** Assigned task 1 **
In the Kentucky Covid-19 report, Colin Powell was fully vaccinated. What condition could still have left him less able to fight infection, and why? Answer in one to three sentences.
** Assigned task 2 **
Answer these questions from the Kentucky Covid-19 report, each on its own line:
(a) How many Covid-19 patients did hospitals report?
(b) Which hospital region has the highest ICU use, and at what percentage?
(c) Until when are flags in state office buildings to fly at half-staff?
** Assigned task 3 **
Change "Friday" to "Thursday" in the Kentucky Covid-19 report, and give the part that opens with the words containing "Since Friday, the" and closes with "toll is 9,396.".

** Text shown **
◇ ◇ ◇ ◇ ◇
Hospital numbers are also showing a strong downward trend, Beshear said. Hospitals reported 1,193 Covid-19 patients, down 44 from Friday; 337 intensive-care patients, down 36; and 219 on mechanical ventilation, down 20.
Eight of the state’s 10 hospital regions are using at least 80% of their intensive-care-unit capacity. The Northern region has the highest ICU use, at 98.63%, followed by Lake Cumberland (94.74%) and Barren River (94.25%).
From March 1 to Oct. 12, 84.9% of Covid-19 cases, 91.4% of Covid-19 hospitalizations and 82.8% of Covid-19 deaths in Kentucky have been among those who are unvaccinated or partially vaccinated, said a news release from Beshear’s office.
Kentucky’s seven-day infection rate ranks ninth among the states, one slot higher than Friday, according to an analysis of Centers for Disease Control and Prevention data by The New York Times.
The state reports Kentucky’s seven-day infection rate to be 31.67 cases per 100,000 residents. Counties with rates more than double that rate are Owsley, 100.3; Powell, 87.8; Cumberland, 82.1; Grayson, 66.5; Jackson, 65.4; and McLean, 65.2.
Since Friday, the state recorded 103 more Covid-19 deaths, 31 on Monday. Beshear said nine of those were people in their 40s. The death toll is 9,396.
Former secretary of state Colin L. Powell, 84, died Monday from complications related to Covid-19. Powell was fully vaccinated but had multiple myeloma, a blood cancer that can reduce the ability to fight infection.
Following a presidential proclamation, Beshear directed that flags in all state office buildings be lowered to half-staff until sunset on Friday, Oct. 22 in Powell’s honor, and encouraged others in the state to join the tribute.
Vaccinations: In a story about Powell’s death, Phillip Bump of The Washington Post analyzes recent CDC data that again shows the benefits of being vaccinated for protection against new infection and death from the coronavirus. However, the study also shows that the incidence of Covid deaths among those 80 and over was nearly as high as the incidence among the unvaccinated age 50 to 64.
◇ ◇ ◇ ◇ ◇
** Data under study **
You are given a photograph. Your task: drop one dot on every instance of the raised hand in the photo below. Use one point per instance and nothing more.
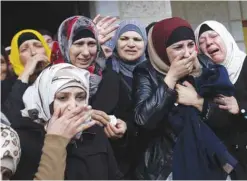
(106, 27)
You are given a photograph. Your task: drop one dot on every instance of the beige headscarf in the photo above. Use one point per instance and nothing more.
◇ ◇ ◇ ◇ ◇
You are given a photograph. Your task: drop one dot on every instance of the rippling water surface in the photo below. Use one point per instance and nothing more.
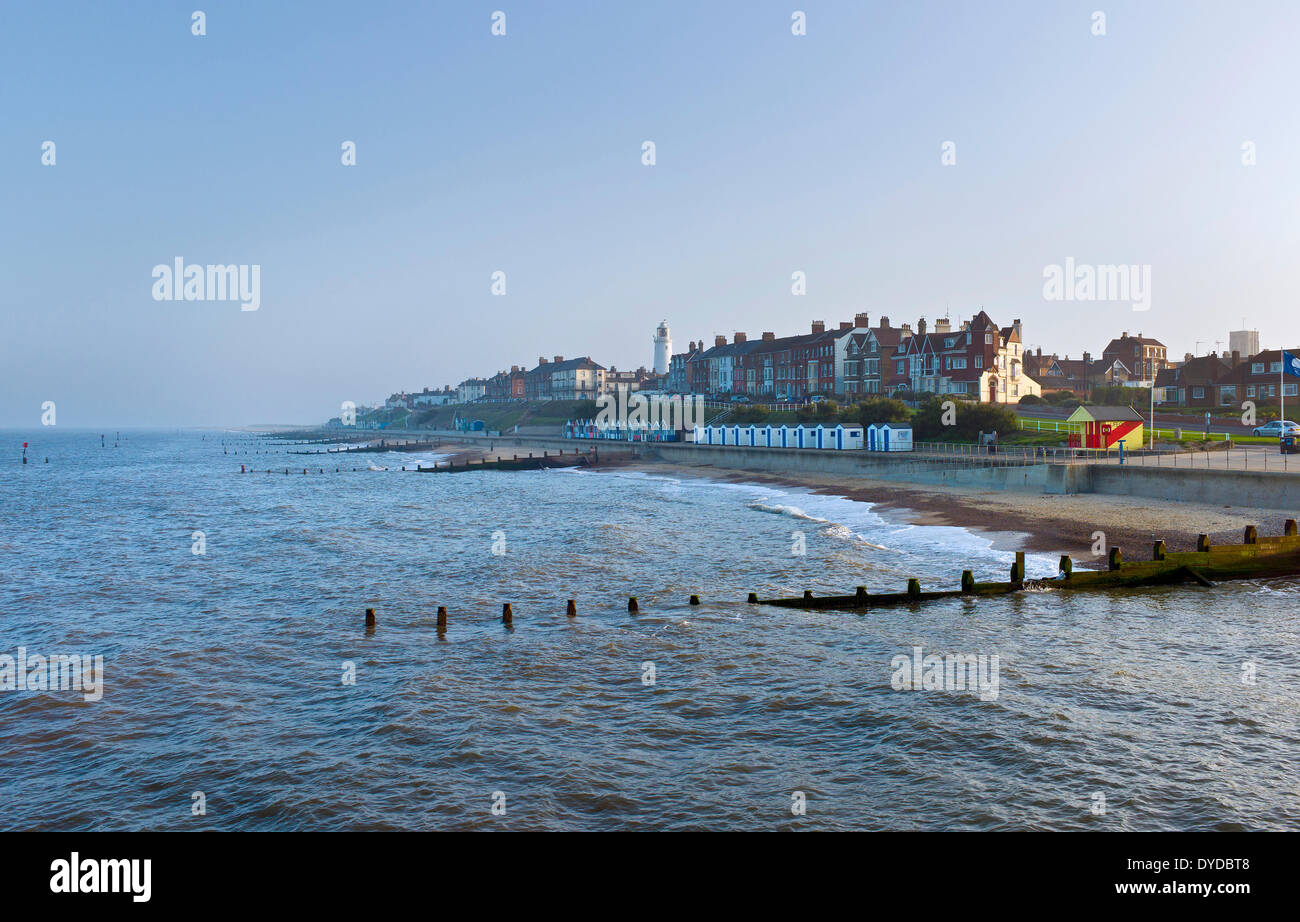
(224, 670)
◇ ◇ ◇ ◇ ◇
** Exercise answer 1 **
Powell had multiple myeloma. It is a blood cancer that can reduce the ability to fight infection.

** Exercise answer 2 **
(a) 1,193
(b) The Northern region, at 98.63%
(c) Until sunset on Friday, Oct. 22

** Exercise answer 3 **
Since Thursday, the state recorded 103 more Covid-19 deaths, 31 on Monday. Beshear said nine of those were people in their 40s. The death toll is 9,396.